◆ Your assignment
Below are the entries to work from; restate word for word the portion that opens with the line containing "Target: navy blue jacket" and closes with the line containing "Target: wooden beam", keeping both.

============

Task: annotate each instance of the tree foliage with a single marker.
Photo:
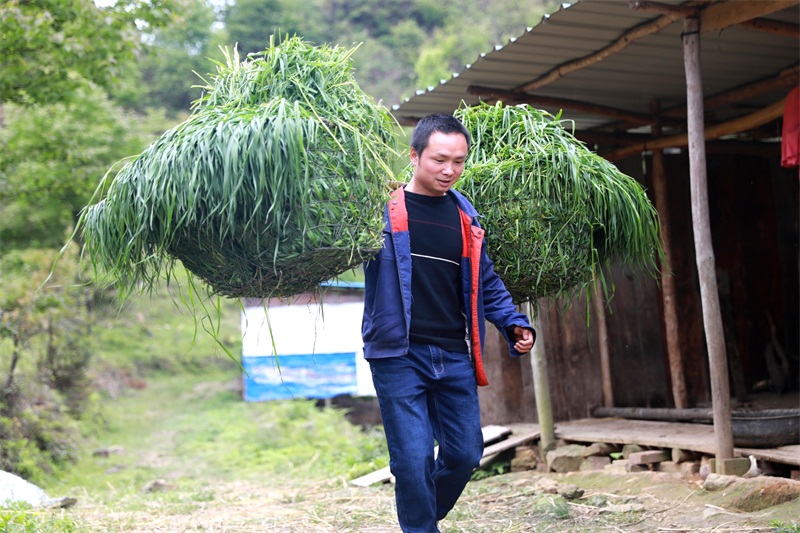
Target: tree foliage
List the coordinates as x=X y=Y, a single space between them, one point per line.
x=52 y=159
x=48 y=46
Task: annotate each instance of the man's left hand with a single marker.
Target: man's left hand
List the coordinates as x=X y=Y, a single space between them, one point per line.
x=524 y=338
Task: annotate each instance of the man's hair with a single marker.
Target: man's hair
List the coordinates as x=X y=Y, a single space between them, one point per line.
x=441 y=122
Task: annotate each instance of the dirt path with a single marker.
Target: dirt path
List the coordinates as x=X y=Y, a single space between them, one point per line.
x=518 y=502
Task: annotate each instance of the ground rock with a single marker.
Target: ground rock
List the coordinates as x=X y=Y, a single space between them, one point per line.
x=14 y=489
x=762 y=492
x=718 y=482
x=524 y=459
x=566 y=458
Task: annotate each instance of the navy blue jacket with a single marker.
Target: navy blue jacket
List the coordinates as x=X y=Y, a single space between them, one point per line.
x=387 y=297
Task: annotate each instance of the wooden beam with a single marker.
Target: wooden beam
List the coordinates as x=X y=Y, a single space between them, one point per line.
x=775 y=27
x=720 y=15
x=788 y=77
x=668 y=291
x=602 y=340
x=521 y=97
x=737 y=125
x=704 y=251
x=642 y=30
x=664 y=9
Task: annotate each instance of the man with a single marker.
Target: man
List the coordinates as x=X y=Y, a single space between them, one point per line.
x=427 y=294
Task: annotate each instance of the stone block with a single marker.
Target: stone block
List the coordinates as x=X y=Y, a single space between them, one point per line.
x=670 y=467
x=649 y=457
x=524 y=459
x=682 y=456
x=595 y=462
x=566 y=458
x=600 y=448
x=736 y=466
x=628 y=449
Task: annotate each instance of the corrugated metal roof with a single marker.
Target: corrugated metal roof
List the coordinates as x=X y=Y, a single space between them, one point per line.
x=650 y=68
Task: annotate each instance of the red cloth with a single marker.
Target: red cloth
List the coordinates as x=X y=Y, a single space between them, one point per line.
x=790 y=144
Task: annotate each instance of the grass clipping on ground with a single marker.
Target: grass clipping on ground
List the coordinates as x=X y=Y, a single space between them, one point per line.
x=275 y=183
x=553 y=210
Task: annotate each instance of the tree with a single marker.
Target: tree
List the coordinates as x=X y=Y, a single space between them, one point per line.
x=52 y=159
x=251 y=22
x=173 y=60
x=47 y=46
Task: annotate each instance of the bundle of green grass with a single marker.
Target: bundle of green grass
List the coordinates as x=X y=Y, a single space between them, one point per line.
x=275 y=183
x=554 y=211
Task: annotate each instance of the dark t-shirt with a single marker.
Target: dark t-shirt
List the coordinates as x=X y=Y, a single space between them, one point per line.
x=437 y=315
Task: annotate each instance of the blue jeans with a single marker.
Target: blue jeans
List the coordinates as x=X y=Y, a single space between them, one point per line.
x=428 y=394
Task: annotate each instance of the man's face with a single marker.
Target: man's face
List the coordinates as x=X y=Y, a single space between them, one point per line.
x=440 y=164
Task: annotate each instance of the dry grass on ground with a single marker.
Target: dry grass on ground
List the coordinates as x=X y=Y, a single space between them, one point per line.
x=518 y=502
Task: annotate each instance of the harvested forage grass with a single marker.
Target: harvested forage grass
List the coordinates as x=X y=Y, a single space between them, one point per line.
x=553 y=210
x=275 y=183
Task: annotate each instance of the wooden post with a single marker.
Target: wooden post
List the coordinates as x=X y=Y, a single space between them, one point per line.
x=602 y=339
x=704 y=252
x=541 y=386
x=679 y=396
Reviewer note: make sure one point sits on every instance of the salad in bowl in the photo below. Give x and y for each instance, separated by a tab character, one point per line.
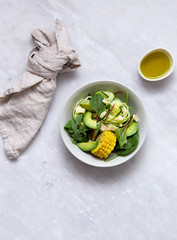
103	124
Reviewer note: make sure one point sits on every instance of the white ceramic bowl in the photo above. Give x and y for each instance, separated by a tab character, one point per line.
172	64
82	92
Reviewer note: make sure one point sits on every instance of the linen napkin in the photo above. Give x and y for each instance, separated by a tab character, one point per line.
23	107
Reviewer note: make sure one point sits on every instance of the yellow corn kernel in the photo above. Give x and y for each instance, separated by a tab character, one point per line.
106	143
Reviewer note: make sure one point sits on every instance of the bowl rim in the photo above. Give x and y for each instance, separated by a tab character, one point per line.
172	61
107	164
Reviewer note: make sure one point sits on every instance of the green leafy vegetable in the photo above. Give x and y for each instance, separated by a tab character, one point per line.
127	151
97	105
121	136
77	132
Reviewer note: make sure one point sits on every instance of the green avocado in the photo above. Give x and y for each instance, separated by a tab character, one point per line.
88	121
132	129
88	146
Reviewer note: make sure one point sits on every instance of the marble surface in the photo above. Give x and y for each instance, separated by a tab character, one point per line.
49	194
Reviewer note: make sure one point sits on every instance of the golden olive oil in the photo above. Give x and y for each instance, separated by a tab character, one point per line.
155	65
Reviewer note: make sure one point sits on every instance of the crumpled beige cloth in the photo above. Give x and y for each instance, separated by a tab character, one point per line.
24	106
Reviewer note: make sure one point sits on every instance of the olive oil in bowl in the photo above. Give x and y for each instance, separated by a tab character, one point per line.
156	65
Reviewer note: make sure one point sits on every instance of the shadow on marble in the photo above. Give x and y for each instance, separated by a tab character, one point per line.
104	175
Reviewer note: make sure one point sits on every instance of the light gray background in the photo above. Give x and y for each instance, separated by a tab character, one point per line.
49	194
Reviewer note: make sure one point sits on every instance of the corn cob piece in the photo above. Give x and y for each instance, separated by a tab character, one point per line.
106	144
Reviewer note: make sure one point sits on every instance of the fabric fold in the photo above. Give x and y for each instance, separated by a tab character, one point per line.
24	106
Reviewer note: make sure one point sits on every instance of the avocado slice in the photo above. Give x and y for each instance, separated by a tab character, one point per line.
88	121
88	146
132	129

============

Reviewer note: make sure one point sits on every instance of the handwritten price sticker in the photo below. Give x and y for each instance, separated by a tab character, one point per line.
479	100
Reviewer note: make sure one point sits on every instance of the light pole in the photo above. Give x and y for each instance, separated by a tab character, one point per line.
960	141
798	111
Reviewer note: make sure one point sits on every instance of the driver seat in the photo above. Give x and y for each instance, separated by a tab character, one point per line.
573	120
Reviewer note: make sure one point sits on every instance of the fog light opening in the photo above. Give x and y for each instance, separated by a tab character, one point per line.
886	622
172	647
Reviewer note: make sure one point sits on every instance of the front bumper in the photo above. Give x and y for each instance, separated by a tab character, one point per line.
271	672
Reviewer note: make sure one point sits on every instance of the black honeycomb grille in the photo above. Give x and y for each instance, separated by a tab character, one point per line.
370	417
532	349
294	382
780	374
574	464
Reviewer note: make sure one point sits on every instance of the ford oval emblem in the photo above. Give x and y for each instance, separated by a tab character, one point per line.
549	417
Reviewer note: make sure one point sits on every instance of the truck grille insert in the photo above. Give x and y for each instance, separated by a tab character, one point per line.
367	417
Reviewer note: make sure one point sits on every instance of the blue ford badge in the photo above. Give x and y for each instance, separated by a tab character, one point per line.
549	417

============

◆ Reply to the exercise
Target: navy blue jacket
List the coordinates as x=X y=Y, a single space between them, one point per line.
x=387 y=297
Task: annotate each instance of the wooden beam with a single marker.
Target: wooden beam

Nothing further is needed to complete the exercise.